## ACTIVITY
Among the entries below, one stretch runs from the line that contains "Would you be able to point to the crushed" through the line that contains "Would you be able to point to the rear window". Repeat that stretch exactly, ends included, and only that.

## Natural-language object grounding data
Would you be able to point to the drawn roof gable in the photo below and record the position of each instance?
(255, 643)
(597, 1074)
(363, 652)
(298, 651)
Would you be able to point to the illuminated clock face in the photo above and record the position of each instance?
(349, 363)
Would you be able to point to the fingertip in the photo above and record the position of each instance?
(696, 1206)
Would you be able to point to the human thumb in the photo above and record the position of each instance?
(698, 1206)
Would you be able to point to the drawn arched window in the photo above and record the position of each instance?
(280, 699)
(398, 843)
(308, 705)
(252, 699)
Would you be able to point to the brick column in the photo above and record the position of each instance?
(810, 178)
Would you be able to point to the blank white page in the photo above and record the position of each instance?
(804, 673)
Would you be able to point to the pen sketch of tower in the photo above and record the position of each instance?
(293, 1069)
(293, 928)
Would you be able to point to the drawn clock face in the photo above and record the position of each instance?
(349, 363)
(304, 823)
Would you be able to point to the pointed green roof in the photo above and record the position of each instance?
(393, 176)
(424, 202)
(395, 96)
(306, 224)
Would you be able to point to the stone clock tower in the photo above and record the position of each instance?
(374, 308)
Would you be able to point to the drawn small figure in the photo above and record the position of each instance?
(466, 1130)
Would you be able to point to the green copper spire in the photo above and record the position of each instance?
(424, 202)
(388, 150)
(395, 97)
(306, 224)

* * *

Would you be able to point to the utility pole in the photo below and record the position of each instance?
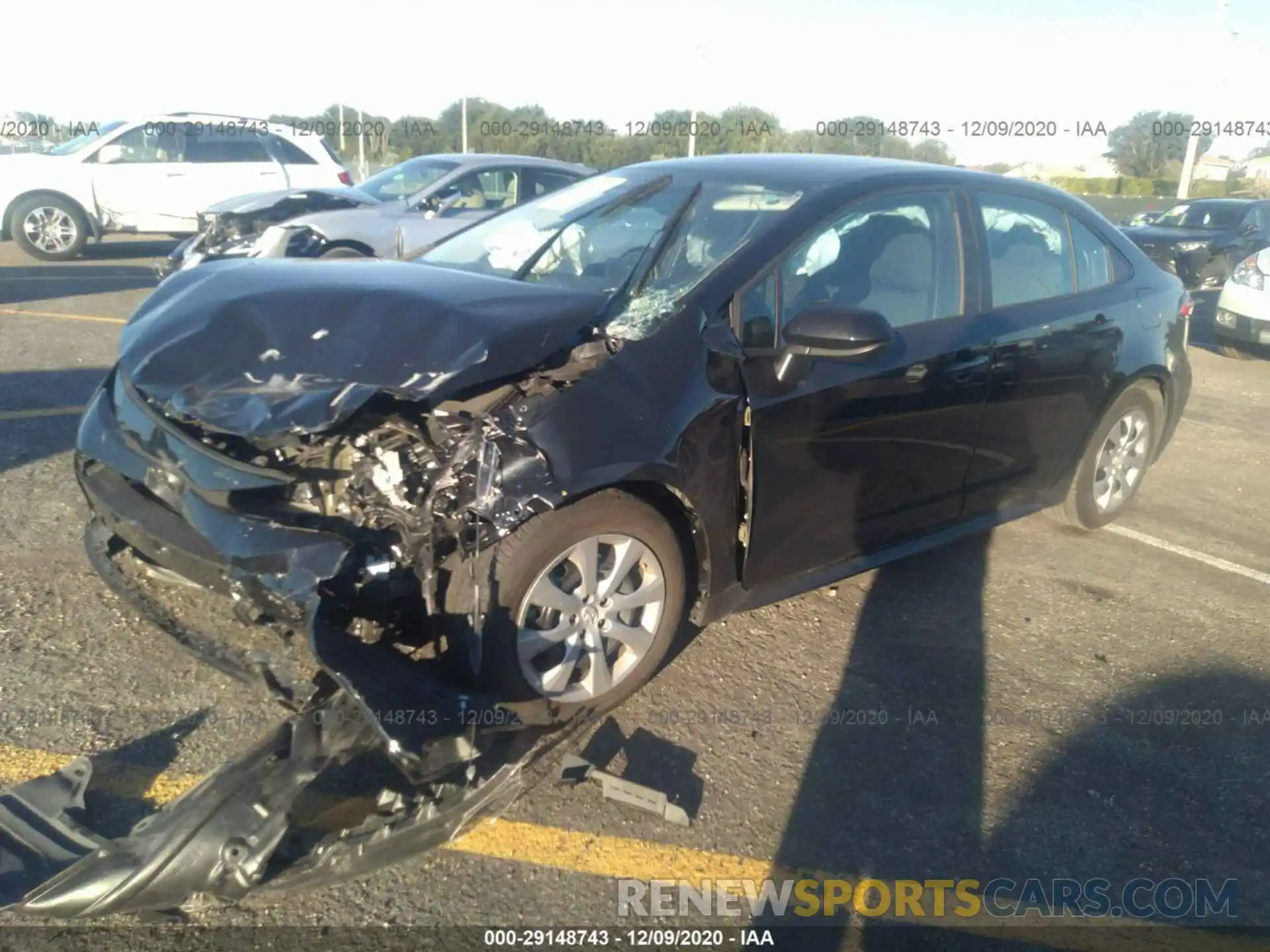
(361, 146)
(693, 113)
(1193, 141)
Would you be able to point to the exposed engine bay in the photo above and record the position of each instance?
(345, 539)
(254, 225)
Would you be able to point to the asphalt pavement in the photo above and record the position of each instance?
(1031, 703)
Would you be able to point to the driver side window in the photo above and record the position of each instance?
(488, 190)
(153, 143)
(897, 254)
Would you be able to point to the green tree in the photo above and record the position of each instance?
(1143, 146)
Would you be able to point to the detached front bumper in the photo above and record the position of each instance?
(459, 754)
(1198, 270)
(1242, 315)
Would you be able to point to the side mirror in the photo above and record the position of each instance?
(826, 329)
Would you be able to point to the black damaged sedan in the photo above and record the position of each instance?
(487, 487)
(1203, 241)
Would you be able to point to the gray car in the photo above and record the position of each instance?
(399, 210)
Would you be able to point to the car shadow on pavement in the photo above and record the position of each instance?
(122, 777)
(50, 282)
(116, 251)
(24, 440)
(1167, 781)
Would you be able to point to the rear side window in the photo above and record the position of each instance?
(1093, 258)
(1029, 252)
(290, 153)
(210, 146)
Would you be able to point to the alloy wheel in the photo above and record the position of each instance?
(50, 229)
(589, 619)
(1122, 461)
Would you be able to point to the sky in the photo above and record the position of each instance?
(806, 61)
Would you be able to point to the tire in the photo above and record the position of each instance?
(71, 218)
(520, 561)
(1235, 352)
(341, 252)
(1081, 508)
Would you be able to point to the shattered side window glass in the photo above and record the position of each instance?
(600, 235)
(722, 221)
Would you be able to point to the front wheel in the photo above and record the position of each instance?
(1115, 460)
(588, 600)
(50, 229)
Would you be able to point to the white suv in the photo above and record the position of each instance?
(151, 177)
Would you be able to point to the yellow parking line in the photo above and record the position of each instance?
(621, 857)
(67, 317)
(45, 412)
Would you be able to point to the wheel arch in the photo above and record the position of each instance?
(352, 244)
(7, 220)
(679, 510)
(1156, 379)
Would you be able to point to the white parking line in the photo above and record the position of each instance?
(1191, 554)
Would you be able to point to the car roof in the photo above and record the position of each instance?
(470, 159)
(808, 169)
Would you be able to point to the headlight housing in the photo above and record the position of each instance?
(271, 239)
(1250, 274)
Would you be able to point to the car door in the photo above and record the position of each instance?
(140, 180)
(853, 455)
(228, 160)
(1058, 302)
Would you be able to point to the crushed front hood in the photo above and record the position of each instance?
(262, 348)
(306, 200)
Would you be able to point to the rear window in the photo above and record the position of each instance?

## WRITTEN REPLY
Would you be able to point to the crushed front hood in the photo above and record the position of each instance?
(262, 348)
(306, 200)
Would you be able to point to the rear window in the photo above and record the position of each instance?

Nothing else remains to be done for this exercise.